EXCERPT
The iconic museum doesn't expect to reopen until July.

The Metropolitan Museum of Art in New York Lev Radin/Pacific Press/Shutters

In the wake of the coronavirus outbreak, the Metropolitan Museum of Art in New York doesn’t expect to open its doors again until July. The closure is expected to cost the institution at least $100 million.

News of the projected shortfall was disclosed in a letter sent the museum’s department heads on Wednesday, reports the New York Times. The letter was signed by Met president and chief executive Daniel Weiss and director Max Hollein.

For now, the museum has committed to paying its employees through at least April 4, but the letter reveals that the institution will also consider cost-cutting measures, such as layoffs and furloughs.

“This is an extraordinarily challenging time for us all,” Weiss and Hollein wrote in the letter. “As staff members of The Met we all have a profound responsibility to protect and preserve the treasured institution we inherited.”

The museum executives go one to outline a three-step process to deal with the coronavirus fallout. In the first phase, which will extend until April 4, the Met will evaluate possible furloughs, layoffs and voluntary retirements. In the second, expected to last from April until July, there will be a focus on controlling spending and reducing operating costs while the museum remains closed to the public. Then, in the third stage, the institution hopes to reopen with reduced programing and a lower cost structure in anticipation of a dramatic dip in both global and domestic attendance.

PROBLEM
Please carry the news piece on the Metropolitan Museum of Art's coronavirus closure forward from its final sentence.

(Text-to-region grounding records)
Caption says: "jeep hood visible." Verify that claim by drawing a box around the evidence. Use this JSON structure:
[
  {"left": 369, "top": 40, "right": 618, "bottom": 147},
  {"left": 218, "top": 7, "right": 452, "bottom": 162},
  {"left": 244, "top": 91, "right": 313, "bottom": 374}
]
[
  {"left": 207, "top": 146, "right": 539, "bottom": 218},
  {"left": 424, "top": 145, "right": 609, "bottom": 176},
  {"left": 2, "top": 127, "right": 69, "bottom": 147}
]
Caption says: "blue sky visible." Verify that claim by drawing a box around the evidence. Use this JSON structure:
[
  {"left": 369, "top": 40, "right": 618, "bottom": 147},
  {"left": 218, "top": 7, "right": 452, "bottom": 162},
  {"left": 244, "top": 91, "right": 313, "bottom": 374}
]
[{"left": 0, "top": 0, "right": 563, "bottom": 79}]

...

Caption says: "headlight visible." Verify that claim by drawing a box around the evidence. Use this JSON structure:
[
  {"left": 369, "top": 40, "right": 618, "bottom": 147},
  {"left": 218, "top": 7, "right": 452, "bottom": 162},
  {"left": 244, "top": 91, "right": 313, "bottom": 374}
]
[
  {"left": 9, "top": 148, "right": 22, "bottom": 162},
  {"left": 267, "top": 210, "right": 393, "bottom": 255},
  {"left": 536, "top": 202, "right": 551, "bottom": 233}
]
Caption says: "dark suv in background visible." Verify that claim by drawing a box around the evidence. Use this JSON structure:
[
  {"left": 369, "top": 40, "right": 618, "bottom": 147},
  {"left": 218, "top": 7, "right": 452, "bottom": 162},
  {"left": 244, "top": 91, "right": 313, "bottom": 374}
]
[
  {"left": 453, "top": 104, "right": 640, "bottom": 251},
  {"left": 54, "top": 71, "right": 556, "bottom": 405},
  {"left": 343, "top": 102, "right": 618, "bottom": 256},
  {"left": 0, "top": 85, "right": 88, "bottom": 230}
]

--

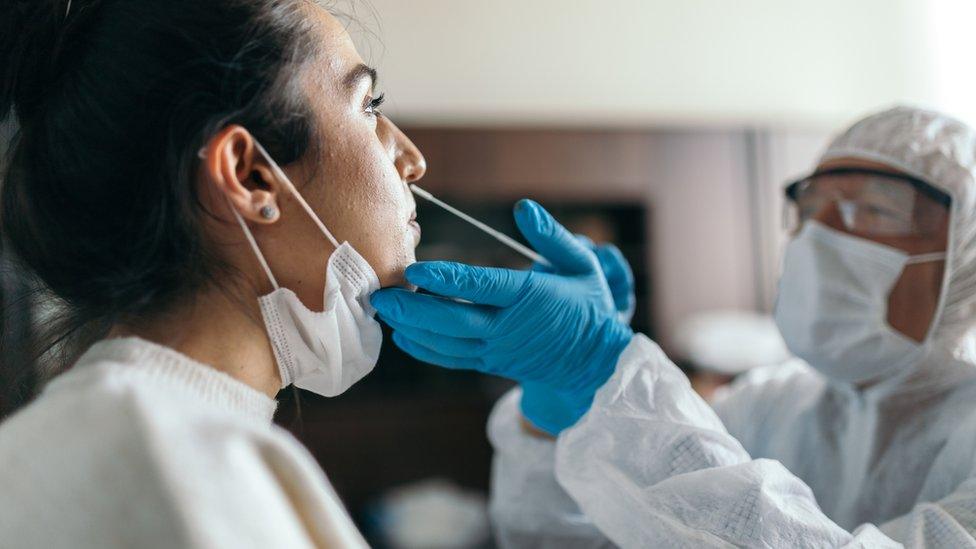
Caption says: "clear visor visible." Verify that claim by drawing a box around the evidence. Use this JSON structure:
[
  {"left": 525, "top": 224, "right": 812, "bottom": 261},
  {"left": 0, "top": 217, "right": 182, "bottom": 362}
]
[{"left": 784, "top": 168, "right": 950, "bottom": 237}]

FINAL ANSWER
The Met said it expects financial hardships related to the Covid-19 crisis to extend well past this fiscal year. With that reality setting in, the museum has set up a $50 million emergency fund, drawing on discretionary funds that would normally be used for acquisitions and programing, to cover operating expenses, fundraising shortfalls and the pursuit of government assistance.


“We’re trying to be as proactive as we can in an environment of profound uncertainty,” Weiss told the Times. “It became clear to us that this is a very big deal, and it requires very significant action right away.”

As one of the world’s preeminent museums, the Met’s approach to the coronavirus outbreak may set an example for other institutions around the country. After the museum closed indefinitely on March 12, other art-world institutions around the globe have followed suit. But with an annual budget of $320 million and an endowment of $3.6 billion, The Met is also in a better position to weather the current crisis than many institutions. Indeed, smaller museums, with a fraction of the Met’s resources, may not be so lucky.